## The problem
Return each entry exactly, with none missing.

## Dataset records
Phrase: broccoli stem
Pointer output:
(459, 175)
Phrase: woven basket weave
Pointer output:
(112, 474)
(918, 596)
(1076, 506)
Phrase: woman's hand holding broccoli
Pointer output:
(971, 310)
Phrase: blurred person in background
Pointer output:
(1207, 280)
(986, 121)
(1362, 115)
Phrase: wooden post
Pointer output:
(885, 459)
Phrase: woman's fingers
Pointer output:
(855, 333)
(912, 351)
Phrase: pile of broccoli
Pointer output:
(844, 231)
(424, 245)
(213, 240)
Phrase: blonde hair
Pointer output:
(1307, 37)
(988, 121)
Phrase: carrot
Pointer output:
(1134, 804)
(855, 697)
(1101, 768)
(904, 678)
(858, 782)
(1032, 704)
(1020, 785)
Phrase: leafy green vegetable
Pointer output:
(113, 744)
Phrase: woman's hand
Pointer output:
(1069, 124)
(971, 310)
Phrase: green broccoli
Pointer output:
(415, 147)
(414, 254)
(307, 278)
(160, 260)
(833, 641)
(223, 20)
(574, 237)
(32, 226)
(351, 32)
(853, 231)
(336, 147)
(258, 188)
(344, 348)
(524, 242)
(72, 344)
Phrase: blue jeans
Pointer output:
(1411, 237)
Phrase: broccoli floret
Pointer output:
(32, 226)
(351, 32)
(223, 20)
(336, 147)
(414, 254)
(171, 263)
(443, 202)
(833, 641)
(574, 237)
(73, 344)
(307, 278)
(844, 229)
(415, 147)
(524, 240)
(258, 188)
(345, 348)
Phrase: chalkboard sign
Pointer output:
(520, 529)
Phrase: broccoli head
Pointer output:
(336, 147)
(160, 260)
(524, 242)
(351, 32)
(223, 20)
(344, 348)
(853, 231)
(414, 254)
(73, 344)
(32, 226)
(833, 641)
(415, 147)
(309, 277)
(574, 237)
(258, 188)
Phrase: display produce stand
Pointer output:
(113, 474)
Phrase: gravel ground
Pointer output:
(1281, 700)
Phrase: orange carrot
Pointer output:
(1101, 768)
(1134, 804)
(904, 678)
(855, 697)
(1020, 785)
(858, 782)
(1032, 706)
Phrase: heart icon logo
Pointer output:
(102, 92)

## Your response
Phrase: broccoli stem
Pointer output:
(459, 175)
Phrase: woven basket weave
Pointer output:
(112, 474)
(918, 596)
(1076, 506)
Phrase: woman's hand holding broccoli
Pointer output:
(971, 310)
Phrase: blurred person in background
Pointer output:
(1207, 280)
(986, 121)
(1362, 115)
Phrase: wooden post
Pointer output:
(885, 459)
Phrase: woman's fingers
Pointer output:
(855, 333)
(912, 351)
Phrase: pile of broccoli
Pointer output:
(844, 231)
(424, 245)
(213, 240)
Phrase: blonde hair
Pointer output:
(1307, 37)
(988, 121)
Phrase: carrot
Pointer output:
(1134, 804)
(855, 697)
(1101, 768)
(904, 678)
(858, 782)
(1032, 704)
(1020, 785)
Phrase: leafy green vegetable
Pointer output:
(113, 744)
Phrase: woman's hand
Pointer output:
(1069, 124)
(971, 310)
Phrase: green broccoli
Pointer output:
(415, 147)
(414, 254)
(307, 278)
(160, 260)
(833, 641)
(223, 20)
(574, 237)
(32, 226)
(351, 32)
(853, 231)
(336, 147)
(258, 188)
(344, 348)
(524, 242)
(72, 344)
Phrase: blue jeans
Pointer output:
(1411, 237)
Phrase: broccoli floret
Pointer output:
(32, 226)
(351, 32)
(223, 20)
(336, 147)
(414, 254)
(171, 263)
(443, 202)
(833, 641)
(574, 237)
(73, 344)
(307, 278)
(844, 229)
(415, 147)
(524, 240)
(258, 188)
(345, 348)
Phrase: chalkboard sign
Pointer output:
(520, 529)
Phrase: broccoli head
Pointer output:
(336, 147)
(160, 260)
(524, 242)
(351, 32)
(223, 20)
(344, 348)
(853, 231)
(414, 254)
(73, 344)
(32, 226)
(833, 641)
(415, 147)
(309, 277)
(574, 237)
(258, 188)
Phrase: display produce stand
Pointer output:
(113, 474)
Phrase: gravel ground
Pointer output:
(1281, 700)
Phrase: orange carrot
Pointer output:
(1101, 768)
(1134, 804)
(904, 678)
(855, 697)
(1020, 785)
(858, 782)
(1032, 706)
Phrase: heart icon logo
Pointer output:
(102, 92)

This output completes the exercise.